### YOUR GOAL
What is needed is the whole of the data, set down exactly.

### EXTRACTED ENTRIES
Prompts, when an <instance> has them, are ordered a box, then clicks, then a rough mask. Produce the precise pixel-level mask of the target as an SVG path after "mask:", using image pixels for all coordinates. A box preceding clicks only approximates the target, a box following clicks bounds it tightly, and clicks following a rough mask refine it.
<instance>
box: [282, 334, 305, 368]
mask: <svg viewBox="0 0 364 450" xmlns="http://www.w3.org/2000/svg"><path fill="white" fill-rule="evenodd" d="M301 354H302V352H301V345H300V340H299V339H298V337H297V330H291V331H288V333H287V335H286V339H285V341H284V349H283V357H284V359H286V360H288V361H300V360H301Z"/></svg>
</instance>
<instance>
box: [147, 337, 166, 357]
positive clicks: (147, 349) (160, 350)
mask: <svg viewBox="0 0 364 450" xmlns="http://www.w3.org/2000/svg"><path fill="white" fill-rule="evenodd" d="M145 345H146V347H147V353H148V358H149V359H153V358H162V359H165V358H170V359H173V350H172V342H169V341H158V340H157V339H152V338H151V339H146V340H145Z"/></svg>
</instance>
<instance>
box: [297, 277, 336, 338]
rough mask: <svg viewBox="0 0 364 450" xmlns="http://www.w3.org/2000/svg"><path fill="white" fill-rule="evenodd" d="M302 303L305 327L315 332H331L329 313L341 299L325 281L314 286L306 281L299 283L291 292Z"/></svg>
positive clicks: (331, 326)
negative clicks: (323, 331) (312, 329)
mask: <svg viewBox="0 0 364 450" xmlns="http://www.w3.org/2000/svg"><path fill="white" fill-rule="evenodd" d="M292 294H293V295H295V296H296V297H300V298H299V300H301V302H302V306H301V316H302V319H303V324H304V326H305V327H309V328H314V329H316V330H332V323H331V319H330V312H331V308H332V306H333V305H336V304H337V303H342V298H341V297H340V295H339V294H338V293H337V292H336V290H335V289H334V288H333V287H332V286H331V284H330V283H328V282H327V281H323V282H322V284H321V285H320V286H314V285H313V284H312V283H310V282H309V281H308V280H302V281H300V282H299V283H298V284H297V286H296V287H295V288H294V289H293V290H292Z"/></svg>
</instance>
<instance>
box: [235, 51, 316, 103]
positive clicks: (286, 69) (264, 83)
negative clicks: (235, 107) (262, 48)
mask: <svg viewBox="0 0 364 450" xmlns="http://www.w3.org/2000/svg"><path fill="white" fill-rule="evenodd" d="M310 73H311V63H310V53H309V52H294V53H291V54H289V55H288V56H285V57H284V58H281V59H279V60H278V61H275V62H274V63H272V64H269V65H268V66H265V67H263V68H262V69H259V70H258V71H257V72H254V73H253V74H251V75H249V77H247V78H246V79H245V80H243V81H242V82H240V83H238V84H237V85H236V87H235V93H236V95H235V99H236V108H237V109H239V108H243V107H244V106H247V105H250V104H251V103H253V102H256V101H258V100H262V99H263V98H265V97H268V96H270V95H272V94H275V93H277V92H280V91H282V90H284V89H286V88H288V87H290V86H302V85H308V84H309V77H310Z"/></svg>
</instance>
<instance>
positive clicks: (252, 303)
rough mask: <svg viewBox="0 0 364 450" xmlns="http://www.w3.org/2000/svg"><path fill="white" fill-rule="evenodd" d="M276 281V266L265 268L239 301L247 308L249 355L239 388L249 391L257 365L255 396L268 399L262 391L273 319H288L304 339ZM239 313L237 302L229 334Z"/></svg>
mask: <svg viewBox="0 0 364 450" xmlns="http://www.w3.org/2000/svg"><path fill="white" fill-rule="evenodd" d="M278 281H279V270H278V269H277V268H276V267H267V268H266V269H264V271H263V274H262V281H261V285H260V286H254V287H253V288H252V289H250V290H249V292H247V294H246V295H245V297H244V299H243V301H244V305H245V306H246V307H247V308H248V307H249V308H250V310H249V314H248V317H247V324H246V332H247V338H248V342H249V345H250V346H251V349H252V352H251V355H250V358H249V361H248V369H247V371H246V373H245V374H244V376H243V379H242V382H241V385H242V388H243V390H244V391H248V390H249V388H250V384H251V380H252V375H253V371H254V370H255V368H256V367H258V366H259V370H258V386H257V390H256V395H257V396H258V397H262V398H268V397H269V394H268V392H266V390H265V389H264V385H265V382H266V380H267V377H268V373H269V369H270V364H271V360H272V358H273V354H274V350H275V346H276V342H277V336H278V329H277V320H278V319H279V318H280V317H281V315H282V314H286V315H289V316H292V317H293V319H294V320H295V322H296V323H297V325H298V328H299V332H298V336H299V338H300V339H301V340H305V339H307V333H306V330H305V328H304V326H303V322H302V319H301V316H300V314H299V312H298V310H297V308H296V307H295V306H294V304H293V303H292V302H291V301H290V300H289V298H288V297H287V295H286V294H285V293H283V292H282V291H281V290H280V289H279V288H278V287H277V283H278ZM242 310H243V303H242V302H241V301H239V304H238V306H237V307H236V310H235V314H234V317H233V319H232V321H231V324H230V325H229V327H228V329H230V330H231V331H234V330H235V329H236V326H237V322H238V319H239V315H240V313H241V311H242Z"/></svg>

### SOLUTION FOR THIS TASK
Prompts, when an <instance> has them, are ordered a box, then clicks, then a rough mask. Produce the precise pixel-level mask of the target as an SVG path after "mask:", using image pixels for all coordinates. A box preceding clicks only approximates the target, a box following clicks bounds it tightly, and clicks following a rough mask refine it.
<instance>
box: [282, 334, 305, 368]
mask: <svg viewBox="0 0 364 450" xmlns="http://www.w3.org/2000/svg"><path fill="white" fill-rule="evenodd" d="M301 354H302V352H301V345H300V340H299V339H298V337H297V330H291V331H288V333H287V335H286V339H285V341H284V349H283V357H284V359H286V360H288V361H300V360H301Z"/></svg>
</instance>
<instance>
box: [147, 337, 166, 357]
positive clicks: (147, 349) (160, 350)
mask: <svg viewBox="0 0 364 450" xmlns="http://www.w3.org/2000/svg"><path fill="white" fill-rule="evenodd" d="M145 345H146V347H147V353H148V358H149V359H153V358H162V359H165V358H170V359H173V350H172V342H169V341H158V340H157V339H152V338H151V339H146V340H145Z"/></svg>
</instance>
<instance>
box: [297, 277, 336, 338]
rough mask: <svg viewBox="0 0 364 450" xmlns="http://www.w3.org/2000/svg"><path fill="white" fill-rule="evenodd" d="M302 303L305 327L315 332H331L329 313L341 299L325 281L314 286L306 281L299 283L291 292Z"/></svg>
positive clicks: (331, 326)
negative clicks: (323, 331) (312, 329)
mask: <svg viewBox="0 0 364 450" xmlns="http://www.w3.org/2000/svg"><path fill="white" fill-rule="evenodd" d="M292 294H293V295H295V296H296V297H300V298H299V300H301V302H302V306H301V316H302V319H303V324H304V326H305V327H309V328H314V329H316V330H332V323H331V319H330V312H331V308H332V306H333V305H336V304H337V303H342V298H341V297H340V295H339V294H338V293H337V292H336V290H335V289H334V288H333V287H332V286H331V284H330V283H328V282H327V281H323V282H322V284H321V285H320V286H314V285H313V284H312V283H310V282H309V281H308V280H302V281H300V282H299V283H298V284H297V286H296V287H295V288H294V289H293V290H292Z"/></svg>
</instance>
<instance>
box: [235, 51, 316, 103]
positive clicks: (286, 69) (264, 83)
negative clicks: (235, 107) (262, 48)
mask: <svg viewBox="0 0 364 450" xmlns="http://www.w3.org/2000/svg"><path fill="white" fill-rule="evenodd" d="M310 73H311V63H310V53H309V52H294V53H291V54H289V55H288V56H285V57H284V58H281V59H279V60H278V61H275V62H274V63H272V64H269V65H268V66H265V67H263V68H262V69H259V70H258V71H257V72H254V73H253V74H251V75H249V77H247V78H246V79H245V80H243V81H242V82H240V83H238V84H237V85H236V87H235V93H236V95H235V99H236V108H237V109H239V108H243V107H244V106H247V105H250V104H251V103H253V102H256V101H258V100H262V99H263V98H265V97H268V96H270V95H272V94H275V93H277V92H280V91H282V90H284V89H286V88H288V87H290V86H302V85H308V84H309V77H310Z"/></svg>
</instance>
<instance>
positive clicks: (252, 303)
rough mask: <svg viewBox="0 0 364 450" xmlns="http://www.w3.org/2000/svg"><path fill="white" fill-rule="evenodd" d="M276 281V266L265 268L239 301L247 308L249 355L239 388L249 391L257 365L255 396L268 399L262 391L273 319H288L304 339ZM239 313L237 302L229 334Z"/></svg>
mask: <svg viewBox="0 0 364 450" xmlns="http://www.w3.org/2000/svg"><path fill="white" fill-rule="evenodd" d="M278 281H279V270H278V269H277V268H276V267H267V268H266V269H264V271H263V274H262V281H261V285H260V286H254V287H253V288H252V289H250V290H249V292H247V294H246V295H245V297H244V299H243V301H244V305H245V306H246V307H247V308H248V307H249V308H250V310H249V314H248V317H247V324H246V332H247V338H248V342H249V345H250V346H251V349H252V352H251V355H250V358H249V361H248V369H247V371H246V373H245V374H244V376H243V379H242V382H241V385H242V388H243V390H244V391H248V390H249V388H250V384H251V380H252V375H253V371H254V370H255V368H256V367H258V366H259V370H258V386H257V390H256V395H257V396H258V397H262V398H268V397H269V394H268V392H266V390H265V389H264V385H265V382H266V380H267V377H268V373H269V369H270V364H271V360H272V358H273V354H274V350H275V346H276V342H277V336H278V329H277V320H278V319H279V318H280V317H281V315H282V314H286V315H289V316H292V317H293V319H294V320H295V322H296V323H297V325H298V328H299V332H298V336H299V338H300V339H301V340H305V339H307V333H306V330H305V328H304V326H303V322H302V319H301V316H300V314H299V312H298V310H297V308H296V307H295V306H294V304H293V303H292V302H291V301H290V300H289V298H288V297H287V295H286V294H285V293H283V292H282V291H281V290H280V289H279V288H278V287H277V283H278ZM242 310H243V303H242V302H241V301H239V304H238V306H237V307H236V310H235V314H234V317H233V319H232V321H231V324H230V325H229V327H228V329H230V330H231V331H234V330H235V329H236V326H237V322H238V319H239V315H240V313H241V311H242Z"/></svg>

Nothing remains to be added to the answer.